━━━ Extract provided
The 22 Best Writing Tools of 2022: A Guide for Writers

10 Writing Tools that are Essential for a Writer!

If there’s one skill that everyone can continue to improve upon, it’s writing. Yes, everyone can be a better writer. Writing isn’t just about putting your thoughts and ideas down, it’s an important step towards creating something new.

Writing helps bring clarity to your wandering mind and helps you to relieve stress and better articulate your thoughts. However, for the majority of people out there, writing seems to be daunting.

Whether you’re a published author, a casual blogger, someone whose job requires writing, or someone who likes maintaining a daily journal, it’s not always easy to write out your thoughts in a meaningful way. With our busy world, gone are the days of sitting in front of a typewriter, waiting for inspiration to strike.

With an array of writing tools available on the internet, you can easily start writing anytime you get a thought or idea, get feedback and suggestions on your work, and let your tools tell you whether you are grammatically correct!

Our Recommended Best Writing Tools For Creative Writers

There are some great tools that can not only help you write, but also improve your vocabulary, correct your grammar and punctuations, give feedback and suggestions, and provide a writing experience that’ll make you fall in love with writing!

1. Grammarly

Grammarly: Writing tool

Grammarly is a writing enhancement tool that goes beyond your basic spell checkers. It includes spell, punctuation, grammar, and plagiarism checker. It also has a vocabulary enhancement tool.

This writing tool scans your text for more than 250 types of grammar mistakes in six distinct writing genres. This tool also provides detailed explanations for all your errors and weekly progress reports. It’s available as a browser extension, a Microsoft Office add-in, a desktop app, and a website.

2. Bit.ai

Bit.ai: Writing tool

The core value proposition of Bit’s editor is the ability to work collaboratively with your peers on writing projects. Multiple people can simultaneously collaborate on a Bit document in real-time.

If you are working on a solo project and need suggestions and feedback from fellow writers or friends, you can invite them to the doc. Your friends or team can then highlight changes, add comments, and can even chat with you, without leaving the document.

Bit’s editor stands out when you’re putting together research or need to include various types of digital assets inside of your documents. You can easily add weblinks that automatically transform into visual bookmarks that include an image, title, and description that you can edit making it the best writing tool in the market.

However, what makes a great writing tool is its editor. Bit’s smart, minimal editor is perfect for distraction-free writing. No more word-styled ribbon with confusing and distracting tabs and buttons.

Just start typing on a blank canvas and you’re good to go. If you need to format the text, just highlight the word/sentence/paragraph and you’re presented with a hidden set of formatting tools!

3. Hemingway

Hemingway: Writing tool

Want to make your writing more effective? Use Hemingway editor to write or just copy-paste your doc into the editor. Hemingway will then analyze each word and give you suggestions to improve your sentences.
━━━━━━
━━━ Data extract
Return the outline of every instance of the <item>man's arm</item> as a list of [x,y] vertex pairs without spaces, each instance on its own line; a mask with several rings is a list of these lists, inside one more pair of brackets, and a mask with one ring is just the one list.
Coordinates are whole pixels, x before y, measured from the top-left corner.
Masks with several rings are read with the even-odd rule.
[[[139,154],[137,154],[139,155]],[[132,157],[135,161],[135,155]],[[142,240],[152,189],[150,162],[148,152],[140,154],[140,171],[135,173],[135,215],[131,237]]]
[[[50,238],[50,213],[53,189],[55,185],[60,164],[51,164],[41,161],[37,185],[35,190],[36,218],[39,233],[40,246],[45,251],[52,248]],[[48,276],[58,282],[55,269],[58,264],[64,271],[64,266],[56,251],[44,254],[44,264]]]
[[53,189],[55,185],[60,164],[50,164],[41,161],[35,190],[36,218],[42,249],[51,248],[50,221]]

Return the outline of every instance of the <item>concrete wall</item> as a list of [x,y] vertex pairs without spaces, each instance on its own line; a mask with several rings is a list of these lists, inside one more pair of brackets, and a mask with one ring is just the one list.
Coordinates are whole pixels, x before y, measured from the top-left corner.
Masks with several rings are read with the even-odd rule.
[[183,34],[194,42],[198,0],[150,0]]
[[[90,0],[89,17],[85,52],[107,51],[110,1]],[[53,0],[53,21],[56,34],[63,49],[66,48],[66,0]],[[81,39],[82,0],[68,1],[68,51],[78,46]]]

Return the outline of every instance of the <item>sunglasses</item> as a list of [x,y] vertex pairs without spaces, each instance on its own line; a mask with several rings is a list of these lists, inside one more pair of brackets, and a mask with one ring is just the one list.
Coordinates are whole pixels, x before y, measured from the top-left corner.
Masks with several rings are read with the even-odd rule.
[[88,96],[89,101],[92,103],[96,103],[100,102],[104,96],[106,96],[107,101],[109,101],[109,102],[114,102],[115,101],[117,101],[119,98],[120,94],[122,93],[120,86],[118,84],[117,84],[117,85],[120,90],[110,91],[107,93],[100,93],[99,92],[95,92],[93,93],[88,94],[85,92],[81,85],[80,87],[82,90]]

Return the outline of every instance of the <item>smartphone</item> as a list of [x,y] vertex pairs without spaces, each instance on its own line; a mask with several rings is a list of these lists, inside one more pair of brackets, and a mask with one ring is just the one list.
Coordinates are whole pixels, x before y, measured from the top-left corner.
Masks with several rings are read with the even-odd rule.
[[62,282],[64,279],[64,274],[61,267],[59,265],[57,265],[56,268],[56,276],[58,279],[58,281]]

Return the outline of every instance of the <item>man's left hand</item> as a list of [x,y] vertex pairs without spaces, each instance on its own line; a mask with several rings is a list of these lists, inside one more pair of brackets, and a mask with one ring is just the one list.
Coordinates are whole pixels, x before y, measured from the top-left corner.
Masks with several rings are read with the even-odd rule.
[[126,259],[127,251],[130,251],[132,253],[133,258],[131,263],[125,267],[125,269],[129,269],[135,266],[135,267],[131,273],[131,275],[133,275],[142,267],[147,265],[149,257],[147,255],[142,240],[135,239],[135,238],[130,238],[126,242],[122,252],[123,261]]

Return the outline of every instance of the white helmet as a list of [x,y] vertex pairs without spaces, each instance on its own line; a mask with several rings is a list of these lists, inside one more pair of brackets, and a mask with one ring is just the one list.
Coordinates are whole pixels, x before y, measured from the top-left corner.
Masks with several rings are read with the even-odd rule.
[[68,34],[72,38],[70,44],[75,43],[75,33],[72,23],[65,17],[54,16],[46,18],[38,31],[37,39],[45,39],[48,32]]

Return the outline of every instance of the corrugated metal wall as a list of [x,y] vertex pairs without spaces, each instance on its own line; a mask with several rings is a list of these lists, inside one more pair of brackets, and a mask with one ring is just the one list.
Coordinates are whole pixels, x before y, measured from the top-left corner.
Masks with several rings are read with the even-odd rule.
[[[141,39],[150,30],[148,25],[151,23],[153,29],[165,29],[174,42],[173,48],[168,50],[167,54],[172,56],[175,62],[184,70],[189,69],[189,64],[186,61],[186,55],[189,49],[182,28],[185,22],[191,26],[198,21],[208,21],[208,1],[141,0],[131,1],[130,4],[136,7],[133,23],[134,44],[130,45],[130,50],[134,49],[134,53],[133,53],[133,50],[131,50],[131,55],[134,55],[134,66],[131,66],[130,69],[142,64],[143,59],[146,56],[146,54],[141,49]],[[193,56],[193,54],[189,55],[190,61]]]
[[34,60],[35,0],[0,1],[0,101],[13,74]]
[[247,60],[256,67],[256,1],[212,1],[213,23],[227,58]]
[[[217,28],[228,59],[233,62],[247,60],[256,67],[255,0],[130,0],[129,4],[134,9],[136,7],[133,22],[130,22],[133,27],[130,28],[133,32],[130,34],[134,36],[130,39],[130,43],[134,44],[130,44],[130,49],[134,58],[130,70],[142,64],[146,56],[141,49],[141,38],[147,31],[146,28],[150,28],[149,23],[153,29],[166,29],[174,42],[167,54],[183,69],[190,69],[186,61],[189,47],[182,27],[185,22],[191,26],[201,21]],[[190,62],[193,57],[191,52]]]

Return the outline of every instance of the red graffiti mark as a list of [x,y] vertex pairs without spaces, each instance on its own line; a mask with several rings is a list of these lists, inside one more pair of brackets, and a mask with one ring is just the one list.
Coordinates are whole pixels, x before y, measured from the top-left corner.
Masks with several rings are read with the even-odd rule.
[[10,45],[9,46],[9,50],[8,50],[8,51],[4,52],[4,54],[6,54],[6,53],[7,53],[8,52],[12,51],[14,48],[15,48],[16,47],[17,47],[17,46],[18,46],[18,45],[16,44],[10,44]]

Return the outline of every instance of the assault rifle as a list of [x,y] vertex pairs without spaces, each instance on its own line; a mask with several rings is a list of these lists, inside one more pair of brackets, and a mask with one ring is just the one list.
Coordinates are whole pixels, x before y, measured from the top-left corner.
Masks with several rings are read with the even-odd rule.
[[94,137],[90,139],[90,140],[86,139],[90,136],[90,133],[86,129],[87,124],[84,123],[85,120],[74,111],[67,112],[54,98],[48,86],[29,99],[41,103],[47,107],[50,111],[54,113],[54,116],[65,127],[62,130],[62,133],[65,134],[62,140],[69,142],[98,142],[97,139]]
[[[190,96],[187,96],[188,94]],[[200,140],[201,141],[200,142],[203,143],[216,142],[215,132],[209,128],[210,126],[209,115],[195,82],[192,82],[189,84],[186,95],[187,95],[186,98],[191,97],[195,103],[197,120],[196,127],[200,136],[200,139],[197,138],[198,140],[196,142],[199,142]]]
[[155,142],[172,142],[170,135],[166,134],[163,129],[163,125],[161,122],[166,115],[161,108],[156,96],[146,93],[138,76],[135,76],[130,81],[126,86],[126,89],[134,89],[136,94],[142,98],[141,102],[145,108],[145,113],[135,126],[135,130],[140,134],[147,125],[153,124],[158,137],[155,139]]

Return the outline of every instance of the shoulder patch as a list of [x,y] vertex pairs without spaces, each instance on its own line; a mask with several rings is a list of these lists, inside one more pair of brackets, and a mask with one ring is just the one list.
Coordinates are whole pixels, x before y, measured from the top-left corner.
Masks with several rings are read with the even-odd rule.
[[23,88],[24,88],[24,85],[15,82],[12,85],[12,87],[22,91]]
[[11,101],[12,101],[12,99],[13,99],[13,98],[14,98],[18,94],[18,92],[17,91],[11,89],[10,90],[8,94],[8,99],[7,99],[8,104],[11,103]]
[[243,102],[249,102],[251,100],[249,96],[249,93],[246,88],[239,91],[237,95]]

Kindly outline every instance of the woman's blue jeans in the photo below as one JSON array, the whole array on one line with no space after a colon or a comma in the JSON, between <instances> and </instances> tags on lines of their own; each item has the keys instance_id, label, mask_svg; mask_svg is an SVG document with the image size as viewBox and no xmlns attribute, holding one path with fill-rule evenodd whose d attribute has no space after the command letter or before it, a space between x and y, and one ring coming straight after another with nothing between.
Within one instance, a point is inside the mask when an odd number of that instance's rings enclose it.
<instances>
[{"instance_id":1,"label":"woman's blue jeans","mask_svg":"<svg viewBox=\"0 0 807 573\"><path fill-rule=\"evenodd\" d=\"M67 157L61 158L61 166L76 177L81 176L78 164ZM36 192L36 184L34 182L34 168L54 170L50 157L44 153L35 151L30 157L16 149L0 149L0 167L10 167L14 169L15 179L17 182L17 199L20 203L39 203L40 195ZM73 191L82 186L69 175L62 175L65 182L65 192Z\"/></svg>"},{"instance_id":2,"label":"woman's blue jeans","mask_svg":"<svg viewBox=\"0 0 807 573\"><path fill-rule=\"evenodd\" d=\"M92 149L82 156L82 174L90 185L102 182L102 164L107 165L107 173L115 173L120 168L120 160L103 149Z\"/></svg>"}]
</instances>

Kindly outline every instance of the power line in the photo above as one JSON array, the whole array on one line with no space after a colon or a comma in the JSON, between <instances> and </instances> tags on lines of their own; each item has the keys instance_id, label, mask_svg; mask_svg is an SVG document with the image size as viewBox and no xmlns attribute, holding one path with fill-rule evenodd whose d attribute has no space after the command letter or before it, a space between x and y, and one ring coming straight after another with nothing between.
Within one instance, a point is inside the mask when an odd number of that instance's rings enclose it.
━━━━━━
Tasks and exercises -
A – According to the writing tools guide, how many types of grammar mistakes does Grammarly scan for?
B – From the writing tools guide, quote the passage between "1. Grammarly" and "and a website.", inclusive.

The answers -
A – More than 250 types, across six distinct writing genres.

B –
1. Grammarly

Grammarly: Writing tool

Grammarly is a writing enhancement tool that goes beyond your basic spell checkers. It includes spell, punctuation, grammar, and plagiarism checker. It also has a vocabulary enhancement tool.

This writing tool scans your text for more than 250 types of grammar mistakes in six distinct writing genres. This tool also provides detailed explanations for all your errors and weekly progress reports. It’s available as a browser extension, a Microsoft Office add-in, a desktop app, and a website.